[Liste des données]

·····

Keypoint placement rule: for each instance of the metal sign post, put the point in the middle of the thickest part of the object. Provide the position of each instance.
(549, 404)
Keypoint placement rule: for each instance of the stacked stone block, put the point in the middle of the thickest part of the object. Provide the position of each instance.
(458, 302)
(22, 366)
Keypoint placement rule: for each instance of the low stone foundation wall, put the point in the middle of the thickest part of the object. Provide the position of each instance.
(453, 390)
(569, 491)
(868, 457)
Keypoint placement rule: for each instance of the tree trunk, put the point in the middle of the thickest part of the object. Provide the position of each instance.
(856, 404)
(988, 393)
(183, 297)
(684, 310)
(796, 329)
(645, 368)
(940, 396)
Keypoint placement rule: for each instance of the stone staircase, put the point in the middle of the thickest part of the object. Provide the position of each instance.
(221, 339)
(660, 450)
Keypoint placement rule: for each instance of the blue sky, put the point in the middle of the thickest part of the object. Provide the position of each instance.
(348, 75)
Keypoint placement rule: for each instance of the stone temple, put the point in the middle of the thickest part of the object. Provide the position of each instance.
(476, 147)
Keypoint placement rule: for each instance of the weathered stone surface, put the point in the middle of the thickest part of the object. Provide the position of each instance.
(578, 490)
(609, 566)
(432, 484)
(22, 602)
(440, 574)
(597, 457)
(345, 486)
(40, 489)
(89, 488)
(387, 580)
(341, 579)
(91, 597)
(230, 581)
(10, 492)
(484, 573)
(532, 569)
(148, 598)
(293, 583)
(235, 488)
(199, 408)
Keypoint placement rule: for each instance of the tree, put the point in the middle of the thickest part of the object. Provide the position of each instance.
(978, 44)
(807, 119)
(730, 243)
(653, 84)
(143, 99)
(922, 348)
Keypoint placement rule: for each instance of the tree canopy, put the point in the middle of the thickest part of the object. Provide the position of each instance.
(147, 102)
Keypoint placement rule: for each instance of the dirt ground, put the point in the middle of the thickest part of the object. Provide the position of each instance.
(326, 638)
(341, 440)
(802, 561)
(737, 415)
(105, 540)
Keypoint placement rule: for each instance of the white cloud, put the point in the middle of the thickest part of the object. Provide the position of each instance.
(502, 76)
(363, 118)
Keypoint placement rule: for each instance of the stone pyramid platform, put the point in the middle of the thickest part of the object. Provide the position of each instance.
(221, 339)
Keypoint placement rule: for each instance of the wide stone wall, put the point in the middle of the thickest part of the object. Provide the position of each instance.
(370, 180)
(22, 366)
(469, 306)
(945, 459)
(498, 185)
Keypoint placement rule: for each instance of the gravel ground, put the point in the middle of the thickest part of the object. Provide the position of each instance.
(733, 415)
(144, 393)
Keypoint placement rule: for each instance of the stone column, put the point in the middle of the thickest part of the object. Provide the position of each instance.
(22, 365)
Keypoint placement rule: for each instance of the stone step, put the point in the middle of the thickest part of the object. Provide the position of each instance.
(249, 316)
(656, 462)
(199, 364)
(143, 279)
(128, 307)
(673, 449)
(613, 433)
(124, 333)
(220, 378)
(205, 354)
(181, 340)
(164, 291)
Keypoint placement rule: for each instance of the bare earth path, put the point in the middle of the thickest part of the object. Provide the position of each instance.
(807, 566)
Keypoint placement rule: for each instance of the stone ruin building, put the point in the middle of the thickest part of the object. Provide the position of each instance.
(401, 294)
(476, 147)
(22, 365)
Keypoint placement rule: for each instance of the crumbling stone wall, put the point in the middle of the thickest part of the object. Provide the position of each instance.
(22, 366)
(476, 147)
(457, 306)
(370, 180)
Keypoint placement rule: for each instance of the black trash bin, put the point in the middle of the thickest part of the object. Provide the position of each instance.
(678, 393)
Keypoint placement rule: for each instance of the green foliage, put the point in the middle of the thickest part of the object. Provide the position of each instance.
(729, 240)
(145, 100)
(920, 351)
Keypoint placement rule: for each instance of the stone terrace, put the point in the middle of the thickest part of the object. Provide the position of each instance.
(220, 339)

·····

- **CONSIGNE**
Réécrivez toutes les entrées en substituant « widest part » à « thickest part », sans rien modifier d'autre.

- **RÉPONSE ATTENDUE**
Keypoint placement rule: for each instance of the metal sign post, put the point in the middle of the widest part of the object. Provide the position of each instance.
(549, 404)
Keypoint placement rule: for each instance of the stacked stone block, put the point in the middle of the widest part of the object. Provide the position of each instance.
(458, 302)
(22, 366)
Keypoint placement rule: for each instance of the low stone foundation wall, put the point in the middle of the widest part of the object. Provide the position of each instance.
(453, 390)
(569, 491)
(868, 457)
Keypoint placement rule: for each instance of the tree trunk, put the point in the middle of the widest part of the object. Provide the position of each instance.
(856, 404)
(988, 393)
(183, 297)
(684, 310)
(796, 329)
(645, 368)
(940, 396)
Keypoint placement rule: for each instance of the stone staircase, put the point in the middle of the widest part of the object. Provide the position of each instance.
(221, 339)
(660, 450)
Keypoint placement rule: for each instance of the blue sky, put the point in the middle of the widest part of the object. Provide the position of each instance.
(348, 75)
Keypoint placement rule: for each instance of the stone temple, put the point in the middle of the widest part of the object. Provide the position of each instance.
(476, 147)
Keypoint placement rule: for each instance of the weathered stone surface, put the point in the middle of the widest part of the object. Provide the position of each instance.
(578, 490)
(609, 566)
(432, 484)
(22, 602)
(440, 574)
(597, 457)
(345, 486)
(40, 489)
(89, 488)
(387, 580)
(341, 579)
(91, 597)
(230, 581)
(10, 492)
(484, 573)
(532, 569)
(148, 598)
(293, 583)
(235, 488)
(199, 408)
Keypoint placement rule: for each instance of the tree, put the point in the middle of the widest part of the object. Provide the position of each instance.
(978, 44)
(807, 119)
(730, 243)
(653, 84)
(143, 99)
(922, 348)
Keypoint placement rule: for each instance of the tree canopy, put the point in the middle of the widest part of the object. Provide the position of each instance.
(147, 102)
Keypoint placement rule: for each instance of the dirt ground, put the point in the middle of the widest part of the object. Provide the position of each instance.
(326, 638)
(341, 440)
(802, 561)
(737, 415)
(105, 540)
Keypoint placement rule: for each instance of the white cloud, put the point in the middle of the widest part of the object. Provide the position of each instance.
(502, 76)
(363, 118)
Keypoint placement rule: for each instance of the stone pyramid platform, put the point in the middle of the widest part of the object. Provide the position of each instance.
(221, 339)
Keypoint placement rule: for each instance of the wide stone wall, put the point in the middle of the widest part of the object. Provide the position of each instance.
(370, 180)
(22, 366)
(469, 306)
(945, 459)
(498, 185)
Keypoint placement rule: for each instance of the gravel ground, put the point in the middle of the widest part of the object. Provide the position of each instance.
(733, 415)
(144, 393)
Keypoint placement rule: for each instance of the stone column, put the point in the middle of the widest part of the object. Provide the position of each instance.
(22, 365)
Keypoint placement rule: for each instance of the stone step, put the point in the middle of the widest part of the object. Provide the position of each instance.
(249, 316)
(656, 462)
(199, 364)
(143, 279)
(128, 307)
(673, 449)
(613, 433)
(124, 333)
(220, 378)
(205, 354)
(181, 340)
(164, 291)
Keypoint placement rule: for each instance of the bare earth path, put the point in the middle of the widest part of the object. Provide the position of each instance.
(807, 566)
Keypoint placement rule: for each instance of the stone ruin building, put the point in the middle of the widest part of the object. Provide the position of each instance.
(401, 294)
(476, 147)
(22, 365)
Keypoint placement rule: for each instance of the crumbling stone wall, put the point in the middle of the widest part of the object. Provide the position of each instance.
(22, 366)
(476, 147)
(457, 306)
(370, 180)
Keypoint placement rule: for each instance of the black trash bin, put the point in the middle of the widest part of the object. Provide the position of each instance.
(678, 393)
Keypoint placement rule: for each instance of the green foliage, put the point in the middle of the widest part of the object. Provide the position of each instance.
(729, 240)
(145, 100)
(920, 351)
Keypoint placement rule: for each instance of the stone terrace, put the point in the middle of the widest part of the object. Provide the position of each instance.
(220, 339)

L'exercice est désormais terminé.